Exercise brief: Among the lines of the listing below, count those with the string "fallen". Give the number and no commentary.

Supplied records:
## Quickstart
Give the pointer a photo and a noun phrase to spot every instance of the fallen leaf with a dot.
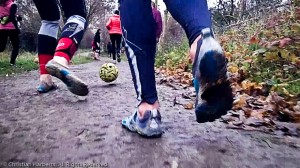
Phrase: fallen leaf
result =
(189, 106)
(284, 42)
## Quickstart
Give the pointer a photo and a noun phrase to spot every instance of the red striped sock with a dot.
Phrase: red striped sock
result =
(43, 60)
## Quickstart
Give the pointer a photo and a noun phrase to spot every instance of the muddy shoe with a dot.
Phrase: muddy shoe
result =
(45, 88)
(148, 127)
(119, 58)
(74, 84)
(214, 93)
(217, 100)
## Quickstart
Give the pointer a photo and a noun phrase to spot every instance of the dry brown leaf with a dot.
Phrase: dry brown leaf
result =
(240, 102)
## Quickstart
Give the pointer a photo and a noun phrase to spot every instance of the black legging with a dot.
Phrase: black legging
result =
(49, 11)
(116, 42)
(13, 36)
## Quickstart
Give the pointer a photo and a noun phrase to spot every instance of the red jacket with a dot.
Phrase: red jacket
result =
(114, 25)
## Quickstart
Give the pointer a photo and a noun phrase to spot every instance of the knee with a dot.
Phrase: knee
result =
(2, 48)
(49, 28)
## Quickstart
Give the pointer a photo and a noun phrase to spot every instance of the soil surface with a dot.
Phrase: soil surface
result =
(59, 129)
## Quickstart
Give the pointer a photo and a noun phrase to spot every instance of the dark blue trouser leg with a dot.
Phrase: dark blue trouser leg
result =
(138, 28)
(192, 15)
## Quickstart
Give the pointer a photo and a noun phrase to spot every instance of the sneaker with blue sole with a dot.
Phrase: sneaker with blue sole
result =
(149, 126)
(45, 87)
(74, 84)
(213, 90)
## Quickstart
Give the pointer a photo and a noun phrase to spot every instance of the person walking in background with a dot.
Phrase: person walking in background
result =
(54, 57)
(158, 21)
(96, 45)
(109, 49)
(114, 29)
(214, 93)
(9, 28)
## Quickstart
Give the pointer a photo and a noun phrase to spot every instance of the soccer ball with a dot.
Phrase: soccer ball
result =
(108, 72)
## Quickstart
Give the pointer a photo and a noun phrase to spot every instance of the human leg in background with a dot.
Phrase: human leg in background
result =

Response area: 2